■ **WHAT TO DO**
Count the lines below that contain the string "clicks". Reply with the number alone.
**** INFORMATION PROVIDED
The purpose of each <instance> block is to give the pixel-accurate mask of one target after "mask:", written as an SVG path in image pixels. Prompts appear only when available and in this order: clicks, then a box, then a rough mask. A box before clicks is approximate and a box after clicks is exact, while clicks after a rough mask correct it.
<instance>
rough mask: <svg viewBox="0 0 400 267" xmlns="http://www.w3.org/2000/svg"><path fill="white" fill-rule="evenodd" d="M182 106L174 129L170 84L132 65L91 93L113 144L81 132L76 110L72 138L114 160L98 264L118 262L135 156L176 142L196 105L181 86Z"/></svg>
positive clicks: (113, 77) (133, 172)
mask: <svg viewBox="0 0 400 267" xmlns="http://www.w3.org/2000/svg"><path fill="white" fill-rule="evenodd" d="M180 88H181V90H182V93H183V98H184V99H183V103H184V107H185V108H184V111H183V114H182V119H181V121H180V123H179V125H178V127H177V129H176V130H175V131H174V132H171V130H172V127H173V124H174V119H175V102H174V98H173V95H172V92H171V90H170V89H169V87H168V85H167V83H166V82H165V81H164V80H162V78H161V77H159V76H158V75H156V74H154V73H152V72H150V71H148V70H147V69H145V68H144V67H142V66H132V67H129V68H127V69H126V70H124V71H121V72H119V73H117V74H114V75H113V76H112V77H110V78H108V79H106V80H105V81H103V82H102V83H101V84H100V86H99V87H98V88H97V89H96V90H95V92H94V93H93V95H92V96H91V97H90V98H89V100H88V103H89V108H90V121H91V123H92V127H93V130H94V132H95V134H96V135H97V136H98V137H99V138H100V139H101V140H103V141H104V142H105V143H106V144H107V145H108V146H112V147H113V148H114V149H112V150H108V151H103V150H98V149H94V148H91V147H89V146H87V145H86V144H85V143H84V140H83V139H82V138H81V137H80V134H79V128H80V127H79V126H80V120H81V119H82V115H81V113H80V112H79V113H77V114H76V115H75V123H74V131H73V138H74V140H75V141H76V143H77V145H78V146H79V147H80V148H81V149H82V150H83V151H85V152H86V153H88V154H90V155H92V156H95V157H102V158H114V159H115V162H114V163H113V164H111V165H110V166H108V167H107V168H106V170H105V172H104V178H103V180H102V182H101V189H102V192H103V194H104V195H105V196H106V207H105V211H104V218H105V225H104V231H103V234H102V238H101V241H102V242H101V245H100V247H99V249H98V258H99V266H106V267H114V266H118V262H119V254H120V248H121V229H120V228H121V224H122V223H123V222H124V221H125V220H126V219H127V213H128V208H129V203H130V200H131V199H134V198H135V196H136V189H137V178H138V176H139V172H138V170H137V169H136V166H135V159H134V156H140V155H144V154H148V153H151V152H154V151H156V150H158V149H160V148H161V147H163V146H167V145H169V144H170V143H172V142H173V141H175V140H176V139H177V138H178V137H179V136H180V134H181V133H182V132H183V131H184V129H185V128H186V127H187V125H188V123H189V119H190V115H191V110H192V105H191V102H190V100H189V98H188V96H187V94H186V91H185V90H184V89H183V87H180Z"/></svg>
********
■ **PROBLEM SOLUTION**
2